The entire area comprises 3,200 acres of second-growth forest spread over four towns. The nominated site is a portion of this entire area (approximately 1,000 acres) and is located predominantly in Chester. The site comprises relatively unfragmented forest with a limited amount of agriculture and rural development in the surrounding areas. Topography is characterized by moderate and occasional steep slopes, interspersed with upland and abrupt ledge outcrops. The proposed site lies within the Westfield watershed and is interspersed with annual streams. Habitats within the area are primarily northern hardwoods (60%) with scattered occurrences of mixed northern hardwood/northern red oak (10%), mixed white pine/hardwoods (20%), and hemlock/hardwoods (10%). The proposed IBA is exclusively forested, except for an interspersion of Beaver impoundments along the Moss Meadow Brook drainage totaling approximately 13 acres of upland forest, forested wetlands totaling approximately 30.3 acres, and at least 11 vernal pools. The overall wetland area is 44.4 acres or about 5% of the study area.

Current Conservation Status

A state wildlife management area.

Threats: Natural Pests and Disease: As of 2001, Hemlock Woolly Adelgid has not been observed on the property, but if and when it arrives it would have a substantial impact on the nesting birds of the hemlock stands.
------------
What you should do » Can you reproduce the forest site description word for word, from "Threats: Natural Pests" up to and including "the hemlock stands."?

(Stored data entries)
------------
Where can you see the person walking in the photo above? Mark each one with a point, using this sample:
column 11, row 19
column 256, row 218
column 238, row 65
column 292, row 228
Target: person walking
------------
Answer to this problem »
Threats: Natural Pests and Disease: As of 2001, Hemlock Woolly Adelgid has not been observed on the property, but if and when it arrives it would have a substantial impact on the nesting birds of the hemlock stands.